[A block of data]

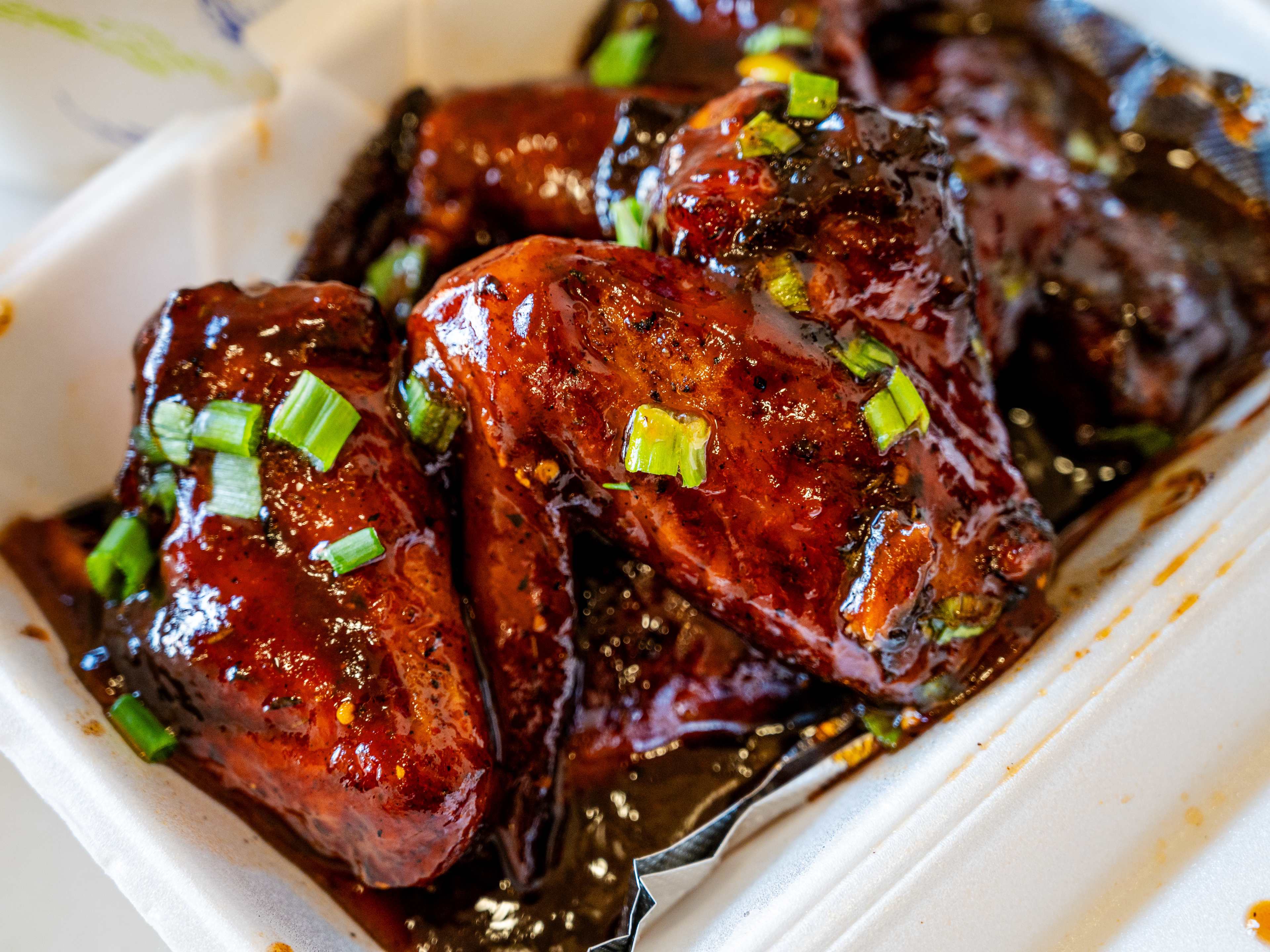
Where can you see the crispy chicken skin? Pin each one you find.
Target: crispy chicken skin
(351, 705)
(803, 537)
(1128, 302)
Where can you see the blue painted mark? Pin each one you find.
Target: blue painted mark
(113, 133)
(228, 17)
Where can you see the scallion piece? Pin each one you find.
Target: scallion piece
(162, 491)
(314, 418)
(773, 36)
(623, 58)
(434, 422)
(867, 357)
(766, 136)
(171, 424)
(892, 412)
(812, 96)
(665, 444)
(121, 562)
(910, 402)
(630, 226)
(354, 551)
(396, 278)
(235, 487)
(883, 727)
(145, 444)
(963, 617)
(784, 282)
(228, 427)
(142, 729)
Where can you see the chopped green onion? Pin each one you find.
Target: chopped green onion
(145, 444)
(171, 426)
(883, 727)
(623, 58)
(963, 617)
(235, 487)
(162, 491)
(867, 357)
(396, 278)
(766, 136)
(665, 444)
(812, 96)
(630, 226)
(774, 36)
(122, 560)
(142, 729)
(314, 418)
(1149, 438)
(229, 427)
(892, 412)
(354, 551)
(434, 422)
(784, 282)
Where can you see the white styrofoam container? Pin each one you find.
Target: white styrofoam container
(1112, 791)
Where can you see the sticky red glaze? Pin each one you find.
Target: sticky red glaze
(554, 343)
(516, 559)
(516, 160)
(246, 622)
(1038, 220)
(659, 672)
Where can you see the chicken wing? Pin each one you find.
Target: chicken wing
(347, 704)
(837, 556)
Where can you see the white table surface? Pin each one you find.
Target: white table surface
(53, 896)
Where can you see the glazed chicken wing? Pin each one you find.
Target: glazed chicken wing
(347, 704)
(1116, 291)
(849, 562)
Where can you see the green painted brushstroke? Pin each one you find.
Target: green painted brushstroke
(139, 45)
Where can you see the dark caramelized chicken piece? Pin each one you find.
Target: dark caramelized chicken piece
(1114, 290)
(803, 537)
(351, 706)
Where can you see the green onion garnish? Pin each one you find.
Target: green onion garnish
(666, 444)
(630, 226)
(774, 36)
(1149, 438)
(228, 427)
(121, 562)
(867, 357)
(883, 727)
(162, 491)
(963, 617)
(434, 422)
(396, 278)
(235, 487)
(354, 551)
(812, 96)
(142, 729)
(623, 58)
(892, 412)
(314, 418)
(171, 426)
(145, 444)
(766, 136)
(784, 282)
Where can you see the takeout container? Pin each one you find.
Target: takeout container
(1113, 790)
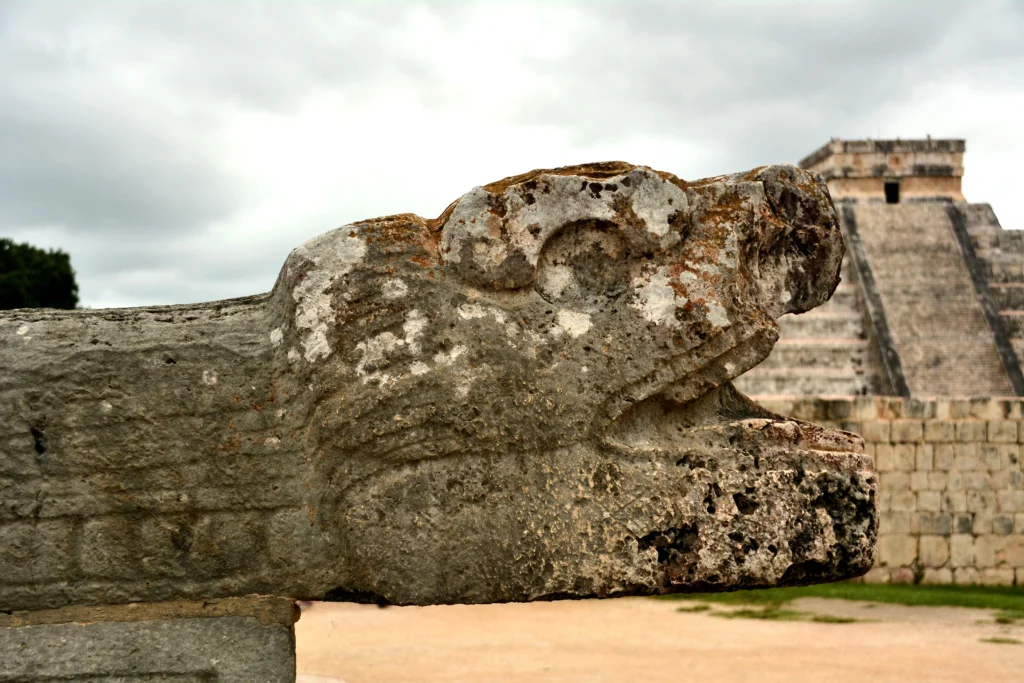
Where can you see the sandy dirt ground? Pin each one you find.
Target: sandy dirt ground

(Problem requirements):
Rewrite all of the material above as a numbered list, skipping any blank lines. Leave the pictures out of your answer.

(Answer to this problem):
1. Where can you see the crispy chicken skin? Pin each one you find.
2. Target: crispy chicken skin
3. (351, 705)
4. (803, 537)
5. (1128, 302)
6. Where can you see the blue painted mark? Pin each one you find.
7. Target: blue painted mark
8. (113, 133)
9. (228, 17)
10. Where can you see the scallion piece? Pin each one you find.
11. Target: scallion piece
12. (162, 491)
13. (314, 418)
14. (773, 36)
15. (623, 58)
16. (434, 422)
17. (867, 357)
18. (766, 136)
19. (171, 424)
20. (892, 412)
21. (812, 96)
22. (665, 444)
23. (121, 562)
24. (910, 402)
25. (630, 226)
26. (354, 551)
27. (396, 278)
28. (235, 487)
29. (883, 727)
30. (145, 444)
31. (963, 617)
32. (784, 282)
33. (228, 427)
34. (142, 729)
35. Where can you see the chopped green onion? Pin each one you find.
36. Target: chopped green onion
37. (145, 444)
38. (171, 426)
39. (883, 727)
40. (623, 58)
41. (963, 617)
42. (235, 487)
43. (162, 491)
44. (867, 357)
45. (396, 278)
46. (766, 136)
47. (665, 444)
48. (812, 96)
49. (630, 226)
50. (774, 36)
51. (122, 560)
52. (142, 729)
53. (314, 418)
54. (1149, 438)
55. (229, 427)
56. (892, 412)
57. (354, 551)
58. (434, 422)
59. (784, 282)
60. Where can you see the white styrofoam container? Pin each one you find.
61. Target: white styrofoam container
62. (1112, 791)
63. Where can you see the sticky red glaze? Pin each one you find.
64. Target: sticky red glaze
65. (554, 343)
66. (516, 559)
67. (516, 160)
68. (246, 622)
69. (1038, 220)
70. (659, 672)
71. Where can you see the chicken wing? Pin each one you find.
72. Target: chicken wing
73. (347, 704)
74. (837, 556)
75. Where can you see the white table surface? Pin each one you find.
76. Target: white table surface
77. (53, 896)
78. Where can you see the glazed chicken wing? Pin each one you find.
79. Target: glazed chicken wing
80. (347, 704)
81. (1116, 291)
82. (849, 562)
83. Where can you see the green painted brushstroke? Pin each one you find.
84. Target: green painted brushstroke
85. (139, 45)
86. Where can you see the dark caramelized chicken piece? Pin each one you find.
87. Target: dark caramelized chicken piece
88. (1114, 290)
89. (803, 537)
90. (351, 706)
91. Where can you see the green onion garnish? Pin each one you find.
92. Target: green onion garnish
93. (666, 444)
94. (630, 226)
95. (774, 36)
96. (1149, 438)
97. (228, 427)
98. (121, 562)
99. (867, 357)
100. (883, 727)
101. (162, 491)
102. (963, 617)
103. (434, 422)
104. (396, 278)
105. (235, 487)
106. (354, 551)
107. (812, 96)
108. (142, 729)
109. (623, 58)
110. (892, 412)
111. (314, 418)
112. (171, 426)
113. (145, 444)
114. (766, 136)
115. (784, 282)
116. Where can you see the takeout container? Pin each one you find.
117. Target: takeout container
118. (1113, 790)
119. Where can you see the sandy dirt ground? Pin each one you find.
120. Target: sandy dirt ground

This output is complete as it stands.